**WHAT IS NEEDED**
Can you set down every one of the entries below word for word, with nothing changed, added, or left out?

Rows of bounding-box annotation data
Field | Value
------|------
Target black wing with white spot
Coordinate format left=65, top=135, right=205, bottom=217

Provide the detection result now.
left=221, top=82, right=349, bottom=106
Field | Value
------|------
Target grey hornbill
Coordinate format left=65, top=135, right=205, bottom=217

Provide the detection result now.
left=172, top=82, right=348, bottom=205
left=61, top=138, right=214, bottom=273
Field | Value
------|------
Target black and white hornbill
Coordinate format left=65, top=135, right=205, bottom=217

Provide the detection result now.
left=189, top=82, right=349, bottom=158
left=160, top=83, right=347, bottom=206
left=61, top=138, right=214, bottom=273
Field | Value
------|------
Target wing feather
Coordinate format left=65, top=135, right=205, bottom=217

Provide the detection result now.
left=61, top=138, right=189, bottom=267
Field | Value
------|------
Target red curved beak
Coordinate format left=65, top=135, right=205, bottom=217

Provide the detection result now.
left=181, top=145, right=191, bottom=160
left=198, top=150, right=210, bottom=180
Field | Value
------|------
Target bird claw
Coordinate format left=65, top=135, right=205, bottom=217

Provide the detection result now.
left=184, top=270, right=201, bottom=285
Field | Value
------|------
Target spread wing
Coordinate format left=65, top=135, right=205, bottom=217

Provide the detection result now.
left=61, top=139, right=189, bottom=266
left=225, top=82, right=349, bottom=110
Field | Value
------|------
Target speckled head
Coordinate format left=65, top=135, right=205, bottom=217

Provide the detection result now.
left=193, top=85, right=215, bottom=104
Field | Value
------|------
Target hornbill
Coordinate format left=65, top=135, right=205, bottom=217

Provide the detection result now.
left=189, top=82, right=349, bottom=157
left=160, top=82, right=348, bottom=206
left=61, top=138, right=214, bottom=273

**WORKED ANSWER**
Field | Value
------|------
Target black wing with white spot
Coordinate format left=65, top=135, right=205, bottom=217

Provide the detection result now.
left=221, top=82, right=349, bottom=106
Field | Value
------|------
Target grey hornbill
Coordinate format left=65, top=135, right=205, bottom=217

Provide the detection result now.
left=172, top=82, right=348, bottom=205
left=61, top=138, right=214, bottom=273
Field | Value
------|------
Target black and white hornbill
Coordinate format left=65, top=135, right=205, bottom=217

Provide the detection result now.
left=189, top=82, right=349, bottom=158
left=160, top=83, right=347, bottom=206
left=61, top=138, right=214, bottom=273
Field | Value
------|------
Target wing feather
Coordinate format left=65, top=135, right=205, bottom=217

Provide the detection result now.
left=61, top=138, right=189, bottom=267
Field | Value
------|------
Target red curved beak
Coordinate format left=65, top=135, right=205, bottom=217

Provide the detection result now.
left=181, top=145, right=191, bottom=160
left=198, top=150, right=210, bottom=180
Field | Value
------|------
Target bird claw
Coordinate format left=65, top=135, right=205, bottom=217

Provide the detection result now.
left=184, top=270, right=201, bottom=285
Field | Value
------|------
Target spread wing
Coordinate format left=65, top=135, right=205, bottom=217

Provide the detection result now.
left=61, top=139, right=189, bottom=266
left=225, top=82, right=349, bottom=110
Field | Value
------|------
Target speckled head
Coordinate format left=65, top=135, right=205, bottom=217

Provide the detection result now.
left=193, top=85, right=215, bottom=104
Field | Value
------|------
Target hornbill
Coordinate format left=65, top=135, right=205, bottom=217

Provide the detection result now.
left=189, top=82, right=349, bottom=157
left=160, top=82, right=348, bottom=206
left=61, top=138, right=214, bottom=273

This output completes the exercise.